## Directions for this task
Look for the word "point". Copy every line of the listing where it occurs.

## Data records
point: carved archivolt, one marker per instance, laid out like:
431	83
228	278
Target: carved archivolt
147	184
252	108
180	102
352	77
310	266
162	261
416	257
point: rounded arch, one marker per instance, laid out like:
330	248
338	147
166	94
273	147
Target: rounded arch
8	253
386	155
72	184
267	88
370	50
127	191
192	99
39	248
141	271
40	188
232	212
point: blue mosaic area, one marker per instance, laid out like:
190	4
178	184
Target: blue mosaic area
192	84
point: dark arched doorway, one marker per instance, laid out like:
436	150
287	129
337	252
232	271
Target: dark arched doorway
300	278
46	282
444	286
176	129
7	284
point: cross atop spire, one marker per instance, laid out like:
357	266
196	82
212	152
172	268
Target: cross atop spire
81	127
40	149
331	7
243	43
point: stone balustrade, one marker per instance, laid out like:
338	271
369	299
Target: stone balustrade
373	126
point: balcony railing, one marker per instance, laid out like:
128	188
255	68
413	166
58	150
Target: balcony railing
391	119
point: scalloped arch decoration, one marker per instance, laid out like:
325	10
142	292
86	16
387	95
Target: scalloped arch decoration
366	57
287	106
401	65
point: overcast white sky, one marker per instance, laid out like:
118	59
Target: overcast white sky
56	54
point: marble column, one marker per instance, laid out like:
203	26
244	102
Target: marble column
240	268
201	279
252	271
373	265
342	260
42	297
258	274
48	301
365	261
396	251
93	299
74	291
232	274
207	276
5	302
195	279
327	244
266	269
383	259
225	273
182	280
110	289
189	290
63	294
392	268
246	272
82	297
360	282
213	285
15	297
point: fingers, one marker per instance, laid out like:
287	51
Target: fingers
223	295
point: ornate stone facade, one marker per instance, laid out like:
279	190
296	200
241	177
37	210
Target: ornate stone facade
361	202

## Answer
point: carved archivolt, one marker per instance, laid out like:
point: rounded arch, one marker per instance, laid out like:
point: blue mosaic area, one marker per instance, laid out like:
point: dark arched doorway, one marker per instance, laid out like:
point: cross atop spire, one marker per instance, laid out like:
point: stone balustrade, one marker per instance, laid out like:
point: balcony railing, one marker per instance, laid out like:
point: scalloped arch decoration, one marker per instance, laid out like:
point: overcast white sky, one marker per instance, laid out like:
point: marble column, one marker per instance, laid out like:
point: fingers, one marker per instance, laid out like:
point: ornate stone facade, one marker per instance, laid out like:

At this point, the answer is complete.